[Input]

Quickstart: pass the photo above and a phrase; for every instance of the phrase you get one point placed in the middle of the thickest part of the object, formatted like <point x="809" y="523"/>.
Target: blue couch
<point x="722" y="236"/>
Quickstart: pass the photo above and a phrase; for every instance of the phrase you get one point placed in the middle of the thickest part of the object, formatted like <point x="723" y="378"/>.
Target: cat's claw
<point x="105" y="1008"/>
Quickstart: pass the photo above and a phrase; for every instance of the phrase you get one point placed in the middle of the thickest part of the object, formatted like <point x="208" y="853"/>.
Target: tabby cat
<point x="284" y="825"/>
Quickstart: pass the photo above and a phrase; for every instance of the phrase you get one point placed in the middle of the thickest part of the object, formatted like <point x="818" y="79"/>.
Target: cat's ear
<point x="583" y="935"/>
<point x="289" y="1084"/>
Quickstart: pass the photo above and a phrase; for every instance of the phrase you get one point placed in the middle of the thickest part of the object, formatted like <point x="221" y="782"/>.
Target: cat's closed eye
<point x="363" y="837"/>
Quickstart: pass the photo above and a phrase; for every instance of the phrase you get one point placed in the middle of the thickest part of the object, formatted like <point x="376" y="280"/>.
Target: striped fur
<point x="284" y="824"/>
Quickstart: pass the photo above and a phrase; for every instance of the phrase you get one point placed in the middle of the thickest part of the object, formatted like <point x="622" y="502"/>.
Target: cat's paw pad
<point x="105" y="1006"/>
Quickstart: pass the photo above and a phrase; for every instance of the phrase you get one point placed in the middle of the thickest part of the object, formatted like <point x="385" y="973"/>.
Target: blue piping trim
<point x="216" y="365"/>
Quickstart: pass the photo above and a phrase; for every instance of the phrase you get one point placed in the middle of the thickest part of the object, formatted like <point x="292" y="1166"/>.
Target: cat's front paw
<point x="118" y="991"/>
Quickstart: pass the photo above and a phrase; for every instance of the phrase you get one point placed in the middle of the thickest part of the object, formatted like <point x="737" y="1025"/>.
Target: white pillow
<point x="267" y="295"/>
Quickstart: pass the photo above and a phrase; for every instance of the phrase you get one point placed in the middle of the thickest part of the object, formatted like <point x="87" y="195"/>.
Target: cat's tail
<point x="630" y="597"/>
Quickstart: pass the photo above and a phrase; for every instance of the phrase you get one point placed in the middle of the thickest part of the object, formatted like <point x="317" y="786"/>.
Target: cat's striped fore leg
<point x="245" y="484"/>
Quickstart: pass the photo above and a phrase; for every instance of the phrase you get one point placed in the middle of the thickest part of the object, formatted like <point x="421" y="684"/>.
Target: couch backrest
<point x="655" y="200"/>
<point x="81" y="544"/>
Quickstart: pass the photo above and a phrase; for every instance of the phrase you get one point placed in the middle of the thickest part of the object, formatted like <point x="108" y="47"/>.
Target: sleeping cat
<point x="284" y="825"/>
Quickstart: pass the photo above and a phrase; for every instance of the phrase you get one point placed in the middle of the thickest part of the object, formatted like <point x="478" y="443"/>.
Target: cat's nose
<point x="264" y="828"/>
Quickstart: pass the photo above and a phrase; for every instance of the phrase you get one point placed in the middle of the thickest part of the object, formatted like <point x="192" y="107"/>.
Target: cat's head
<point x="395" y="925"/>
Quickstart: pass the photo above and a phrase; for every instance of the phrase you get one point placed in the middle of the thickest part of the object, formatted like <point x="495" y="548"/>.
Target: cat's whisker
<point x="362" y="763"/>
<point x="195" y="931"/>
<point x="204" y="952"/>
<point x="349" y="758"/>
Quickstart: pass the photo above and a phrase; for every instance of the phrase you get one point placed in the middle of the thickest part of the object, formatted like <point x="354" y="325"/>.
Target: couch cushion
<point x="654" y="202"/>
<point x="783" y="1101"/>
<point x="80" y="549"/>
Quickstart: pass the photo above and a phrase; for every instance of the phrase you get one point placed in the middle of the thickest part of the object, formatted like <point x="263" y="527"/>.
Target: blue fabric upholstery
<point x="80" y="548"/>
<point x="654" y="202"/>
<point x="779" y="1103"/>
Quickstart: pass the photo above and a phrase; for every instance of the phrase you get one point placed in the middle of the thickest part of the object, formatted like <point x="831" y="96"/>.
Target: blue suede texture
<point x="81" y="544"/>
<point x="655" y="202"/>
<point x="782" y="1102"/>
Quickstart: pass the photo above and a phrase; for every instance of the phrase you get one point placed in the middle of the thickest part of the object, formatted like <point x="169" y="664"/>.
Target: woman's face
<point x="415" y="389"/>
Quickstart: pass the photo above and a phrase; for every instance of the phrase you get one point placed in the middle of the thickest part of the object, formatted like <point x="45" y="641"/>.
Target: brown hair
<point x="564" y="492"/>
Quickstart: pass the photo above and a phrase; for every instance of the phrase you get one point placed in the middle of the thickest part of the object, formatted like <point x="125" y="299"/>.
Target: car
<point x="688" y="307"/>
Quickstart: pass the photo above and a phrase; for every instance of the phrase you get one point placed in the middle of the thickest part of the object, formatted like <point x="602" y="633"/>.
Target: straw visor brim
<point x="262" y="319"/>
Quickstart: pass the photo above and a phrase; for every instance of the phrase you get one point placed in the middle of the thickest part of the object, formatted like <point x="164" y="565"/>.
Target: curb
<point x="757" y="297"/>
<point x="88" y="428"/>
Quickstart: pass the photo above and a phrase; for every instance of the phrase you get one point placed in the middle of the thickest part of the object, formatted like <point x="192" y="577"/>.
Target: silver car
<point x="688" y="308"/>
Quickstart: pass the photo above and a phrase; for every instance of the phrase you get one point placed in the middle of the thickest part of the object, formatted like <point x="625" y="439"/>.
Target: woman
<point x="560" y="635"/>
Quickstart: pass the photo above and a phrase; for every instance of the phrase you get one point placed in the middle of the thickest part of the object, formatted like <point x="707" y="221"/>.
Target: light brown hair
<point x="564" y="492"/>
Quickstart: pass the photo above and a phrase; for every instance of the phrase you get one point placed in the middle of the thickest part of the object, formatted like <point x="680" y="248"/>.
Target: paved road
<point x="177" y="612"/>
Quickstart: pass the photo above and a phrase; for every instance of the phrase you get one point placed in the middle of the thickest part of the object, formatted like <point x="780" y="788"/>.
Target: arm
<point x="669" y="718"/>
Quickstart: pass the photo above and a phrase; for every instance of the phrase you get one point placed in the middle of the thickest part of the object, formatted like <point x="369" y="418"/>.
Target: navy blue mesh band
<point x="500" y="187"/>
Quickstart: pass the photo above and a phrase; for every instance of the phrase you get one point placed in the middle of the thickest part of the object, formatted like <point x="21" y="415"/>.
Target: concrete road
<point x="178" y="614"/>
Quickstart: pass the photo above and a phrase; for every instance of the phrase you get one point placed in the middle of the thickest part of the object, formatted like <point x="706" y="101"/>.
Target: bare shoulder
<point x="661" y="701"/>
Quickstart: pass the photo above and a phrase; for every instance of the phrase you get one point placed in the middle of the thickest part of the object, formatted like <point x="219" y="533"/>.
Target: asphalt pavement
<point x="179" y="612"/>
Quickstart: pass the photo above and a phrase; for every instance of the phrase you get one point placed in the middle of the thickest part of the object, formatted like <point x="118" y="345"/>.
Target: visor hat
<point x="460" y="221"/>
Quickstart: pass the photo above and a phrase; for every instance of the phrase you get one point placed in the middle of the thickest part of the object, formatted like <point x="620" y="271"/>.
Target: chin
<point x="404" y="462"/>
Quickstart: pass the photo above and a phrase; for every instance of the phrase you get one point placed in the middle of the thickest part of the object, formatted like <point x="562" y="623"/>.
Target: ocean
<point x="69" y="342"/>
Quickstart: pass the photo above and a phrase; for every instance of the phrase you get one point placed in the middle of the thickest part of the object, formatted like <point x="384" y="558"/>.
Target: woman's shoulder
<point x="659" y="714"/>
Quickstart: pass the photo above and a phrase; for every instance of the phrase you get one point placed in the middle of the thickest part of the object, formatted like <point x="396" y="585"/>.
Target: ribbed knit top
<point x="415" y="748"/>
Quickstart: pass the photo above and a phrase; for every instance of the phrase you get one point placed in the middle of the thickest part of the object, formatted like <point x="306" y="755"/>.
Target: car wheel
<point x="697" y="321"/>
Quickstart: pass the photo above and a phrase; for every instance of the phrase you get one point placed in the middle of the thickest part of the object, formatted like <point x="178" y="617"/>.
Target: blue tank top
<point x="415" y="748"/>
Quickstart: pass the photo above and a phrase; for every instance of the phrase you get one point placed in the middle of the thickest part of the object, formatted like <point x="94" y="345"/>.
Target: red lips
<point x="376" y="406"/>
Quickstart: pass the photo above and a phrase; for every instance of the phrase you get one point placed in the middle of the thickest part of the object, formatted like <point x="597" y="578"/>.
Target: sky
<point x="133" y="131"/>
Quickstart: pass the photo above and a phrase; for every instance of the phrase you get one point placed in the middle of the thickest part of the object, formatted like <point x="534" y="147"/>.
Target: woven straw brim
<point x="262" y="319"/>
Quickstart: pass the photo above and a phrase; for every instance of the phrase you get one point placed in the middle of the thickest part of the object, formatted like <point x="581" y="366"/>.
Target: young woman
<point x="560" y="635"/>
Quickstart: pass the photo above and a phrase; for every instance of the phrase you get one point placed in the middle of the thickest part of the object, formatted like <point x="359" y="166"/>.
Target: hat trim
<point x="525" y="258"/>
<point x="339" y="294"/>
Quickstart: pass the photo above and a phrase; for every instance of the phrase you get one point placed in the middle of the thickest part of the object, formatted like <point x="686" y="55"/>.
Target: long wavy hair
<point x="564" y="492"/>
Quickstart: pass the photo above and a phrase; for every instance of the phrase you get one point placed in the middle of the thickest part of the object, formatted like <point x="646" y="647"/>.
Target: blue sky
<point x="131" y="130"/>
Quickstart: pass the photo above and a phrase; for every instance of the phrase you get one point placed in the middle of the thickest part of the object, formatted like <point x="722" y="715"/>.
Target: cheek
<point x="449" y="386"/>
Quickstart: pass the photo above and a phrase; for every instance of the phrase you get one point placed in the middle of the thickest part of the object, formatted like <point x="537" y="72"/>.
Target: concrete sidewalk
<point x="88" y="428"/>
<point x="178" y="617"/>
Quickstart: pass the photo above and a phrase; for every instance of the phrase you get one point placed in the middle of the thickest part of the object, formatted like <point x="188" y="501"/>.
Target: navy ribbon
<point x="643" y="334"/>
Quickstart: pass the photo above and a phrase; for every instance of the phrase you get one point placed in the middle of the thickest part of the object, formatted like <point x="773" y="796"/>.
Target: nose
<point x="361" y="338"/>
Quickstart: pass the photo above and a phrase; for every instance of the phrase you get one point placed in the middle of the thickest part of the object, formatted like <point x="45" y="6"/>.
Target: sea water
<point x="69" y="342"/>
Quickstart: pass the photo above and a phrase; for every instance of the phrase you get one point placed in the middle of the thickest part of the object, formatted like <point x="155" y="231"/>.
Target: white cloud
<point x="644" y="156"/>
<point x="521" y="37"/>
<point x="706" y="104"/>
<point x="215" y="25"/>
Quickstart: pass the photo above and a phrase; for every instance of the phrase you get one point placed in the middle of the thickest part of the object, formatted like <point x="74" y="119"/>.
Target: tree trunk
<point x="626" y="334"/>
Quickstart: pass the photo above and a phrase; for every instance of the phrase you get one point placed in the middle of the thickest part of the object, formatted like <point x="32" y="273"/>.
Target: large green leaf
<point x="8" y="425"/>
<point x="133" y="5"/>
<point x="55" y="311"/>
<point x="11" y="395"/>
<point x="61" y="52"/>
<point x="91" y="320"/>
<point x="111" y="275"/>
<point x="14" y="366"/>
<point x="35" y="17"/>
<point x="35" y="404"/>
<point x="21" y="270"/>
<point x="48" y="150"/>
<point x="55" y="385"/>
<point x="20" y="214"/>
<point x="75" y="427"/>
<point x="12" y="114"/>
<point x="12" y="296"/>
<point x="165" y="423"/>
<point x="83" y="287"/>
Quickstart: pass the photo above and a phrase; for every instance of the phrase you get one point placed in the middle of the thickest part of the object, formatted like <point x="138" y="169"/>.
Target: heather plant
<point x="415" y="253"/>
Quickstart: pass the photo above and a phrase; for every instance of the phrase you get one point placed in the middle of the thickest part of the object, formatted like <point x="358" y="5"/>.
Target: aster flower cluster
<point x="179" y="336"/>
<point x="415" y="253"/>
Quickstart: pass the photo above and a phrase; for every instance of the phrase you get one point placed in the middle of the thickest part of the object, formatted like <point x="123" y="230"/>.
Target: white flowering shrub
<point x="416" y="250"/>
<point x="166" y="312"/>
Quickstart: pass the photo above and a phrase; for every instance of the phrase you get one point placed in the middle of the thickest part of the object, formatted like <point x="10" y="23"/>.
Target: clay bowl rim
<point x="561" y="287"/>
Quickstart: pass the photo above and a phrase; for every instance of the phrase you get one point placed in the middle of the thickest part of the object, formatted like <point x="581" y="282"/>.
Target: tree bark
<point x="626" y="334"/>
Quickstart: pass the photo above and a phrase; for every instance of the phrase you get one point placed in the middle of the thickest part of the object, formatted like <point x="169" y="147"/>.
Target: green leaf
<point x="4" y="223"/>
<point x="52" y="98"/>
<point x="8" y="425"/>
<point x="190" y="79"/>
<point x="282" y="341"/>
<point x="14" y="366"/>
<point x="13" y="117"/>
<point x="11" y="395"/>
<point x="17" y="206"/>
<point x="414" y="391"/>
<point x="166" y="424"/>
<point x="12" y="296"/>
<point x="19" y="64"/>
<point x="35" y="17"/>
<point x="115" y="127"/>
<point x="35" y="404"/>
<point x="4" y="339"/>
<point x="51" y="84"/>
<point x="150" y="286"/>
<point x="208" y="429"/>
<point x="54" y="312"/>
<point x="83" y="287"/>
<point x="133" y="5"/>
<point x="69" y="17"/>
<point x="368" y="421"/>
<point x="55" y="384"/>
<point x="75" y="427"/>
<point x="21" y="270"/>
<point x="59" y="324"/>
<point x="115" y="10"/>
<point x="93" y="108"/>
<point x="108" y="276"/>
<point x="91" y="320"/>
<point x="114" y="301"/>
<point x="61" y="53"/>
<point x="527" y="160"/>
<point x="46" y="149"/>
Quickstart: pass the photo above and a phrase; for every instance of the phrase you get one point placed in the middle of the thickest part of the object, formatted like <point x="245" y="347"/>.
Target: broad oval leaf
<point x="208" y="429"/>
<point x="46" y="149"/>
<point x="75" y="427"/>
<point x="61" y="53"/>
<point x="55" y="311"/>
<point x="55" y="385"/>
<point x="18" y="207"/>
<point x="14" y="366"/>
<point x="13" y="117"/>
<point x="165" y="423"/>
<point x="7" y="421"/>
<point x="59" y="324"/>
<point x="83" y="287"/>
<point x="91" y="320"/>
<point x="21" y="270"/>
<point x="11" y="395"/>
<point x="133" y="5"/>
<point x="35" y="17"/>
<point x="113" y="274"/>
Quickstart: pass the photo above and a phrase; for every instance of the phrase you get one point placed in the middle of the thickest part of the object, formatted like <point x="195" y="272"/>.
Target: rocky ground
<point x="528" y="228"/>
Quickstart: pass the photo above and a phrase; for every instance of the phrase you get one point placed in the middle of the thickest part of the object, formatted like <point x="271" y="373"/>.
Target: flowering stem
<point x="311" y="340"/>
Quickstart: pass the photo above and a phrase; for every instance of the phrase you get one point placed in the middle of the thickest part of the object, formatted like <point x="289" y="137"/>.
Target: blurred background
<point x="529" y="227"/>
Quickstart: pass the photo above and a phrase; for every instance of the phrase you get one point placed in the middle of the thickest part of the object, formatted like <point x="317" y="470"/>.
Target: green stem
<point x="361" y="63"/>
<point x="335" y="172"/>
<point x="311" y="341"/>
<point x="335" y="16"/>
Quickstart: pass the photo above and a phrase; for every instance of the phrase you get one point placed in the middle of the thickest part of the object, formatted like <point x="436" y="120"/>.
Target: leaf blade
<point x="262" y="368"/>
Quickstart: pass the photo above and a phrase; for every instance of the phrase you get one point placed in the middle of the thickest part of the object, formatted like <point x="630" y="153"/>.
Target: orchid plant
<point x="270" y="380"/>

[/Input]

All lines from the one containing "Target: rocky ground" through the final line of the listing above are to be reproduced exactly; include both and add nothing.

◆ Reply ◆
Target: rocky ground
<point x="528" y="228"/>
Quickstart: pass the photo above and a phrase; for every instance of the phrase you get one point placed in the middle of the thickest part of the object, formatted like <point x="271" y="373"/>.
Target: flowering stem
<point x="311" y="340"/>
Quickstart: pass the photo above and a phrase; for every instance of the phrase you get one point placed in the middle of the thickest part of the object, formatted like <point x="289" y="137"/>.
Target: blurred background
<point x="529" y="227"/>
Quickstart: pass the photo above and a phrase; for every instance of the phrase you get one point placed in the middle of the thickest part of the object, formatted like <point x="317" y="470"/>.
Target: green stem
<point x="361" y="63"/>
<point x="335" y="172"/>
<point x="311" y="341"/>
<point x="335" y="16"/>
Quickstart: pass the photo above and a phrase; for every instance of the phrase you get one point placed in the middle of the thickest part of the object, formatted like <point x="436" y="120"/>.
Target: leaf blade
<point x="262" y="368"/>
Quickstart: pass the photo above and a phrase; for every instance of the phrase you get one point placed in the middle of the thickest part of the object, formatted like <point x="630" y="153"/>.
Target: orchid plant
<point x="270" y="380"/>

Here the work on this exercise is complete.